* _TUGAS TERTULIS_
1 > Menurut teks tentang budidaya ikan kembung, berapa biasanya tingkat kelangsungan hidup larva hingga menjadi benih?
2 > Lanjutkan teks tentang budidaya ikan kembung mulai dari kalimat terakhirnya.

* _TEKS HALAMAN_
2.5. Tantangan Pembibitan
-
Kualitas Air: Larva sangat sensitif terhadap fluktuasi suhu, salinitas, dan amonia, yang dapat menyebabkan kematian massal.
-
Pakan Hidup: Ketersediaan fitoplankton dan zooplanton seperti rotifer dan Artemia sering terbatas, membutuhkan budidaya pakan hidup yang mahal.
-
Teknologi Terbatas: Di Indonesia, fasilitas pembenihan ikan kembung masih terbatas pada balai penelitian seperti Balai Budidaya Laut Lampung atau Ambon, dengan skala produksi yang belum komersial.
-
Tingkat Kelangsungan Hidup: Tingkat kelangsungan hidup (survival rate) larva hingga benih biasanya hanya 10–30%, lebih rendah dibandingkan ikan air tawar seperti nila (50–80%).
3. Pembesaran Ikan Kembung
Pembesaran ikan kembung bertujuan menghasilkan ikan ukuran konsumsi (15–20 cm, bobot 100–200 gram) dalam waktu 4–6 bulan. Karena ikan kembung adalah spesies laut, pembesaran biasanya dilakukan di karamba jaring apung (KJA) atau tambak air payau, meskipun tambak jarang digunakan karena kebutuhan salinitas tinggi.
3.1. Pemilihan Wadah Budidaya
-
Karamba Jaring Apung (KJA): KJA ditempatkan di perairan laut dengan arus 0,1–0,5 m/detik, kedalaman >5 meter, dan salinitas 30–35 ppt. Ukuran KJA bervariasi (3x3x3 m hingga 10x10x5 m), dengan jaring berbahan polietilen untuk mencegah predator.

* _POTONGAN DATA_
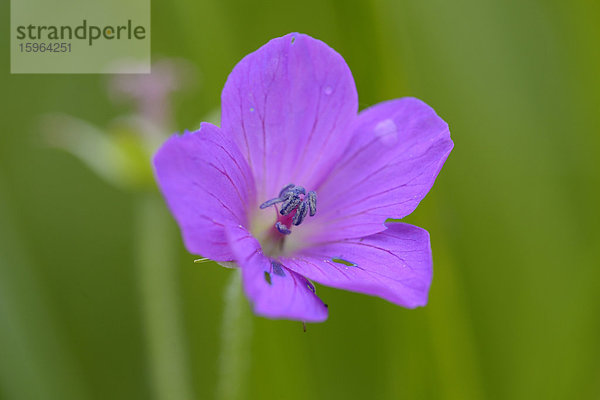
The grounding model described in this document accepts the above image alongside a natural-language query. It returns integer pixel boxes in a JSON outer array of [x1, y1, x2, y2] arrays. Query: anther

* _HASILNYA_
1 > Biasanya hanya 10–30%.

2 >
-
Tambak: Tambak air payau dengan salinitas 20–30 ppt dapat digunakan, tetapi memerlukan pengelolaan kualitas air yang ketat, termasuk aerasi dan sirkulasi air.
-
Persiapan Wadah: KJA dibersihkan dari biofouling sebelum penebaran benih. Tambak dikeringkan, dikapur (500–1000 kg/ha), dan dipupuk (pupuk kandang 1000 kg/ha) untuk merangsang pertumbuhan plankton sebagai pakan alami.
3.2. Penebaran Benih
-
Kepadatan: Kepadatan penebaran di KJA berkisar 50–100 ekor/m³ untuk benih ukuran 5–8 cm. Di tambak, kepadatan lebih rendah (10–20 ekor/m²) untuk mencegah stres.
-
Adaptasi: Benih diadaptasikan dengan menyamakan salinitas dan suhu air wadah pengangkut dengan wadah budidaya selama 30–60 menit untuk mengurangi stres.
-
Waktu Penebaran: Penebaran dilakukan pagi atau sore hari untuk menghindari suhu ekstrem.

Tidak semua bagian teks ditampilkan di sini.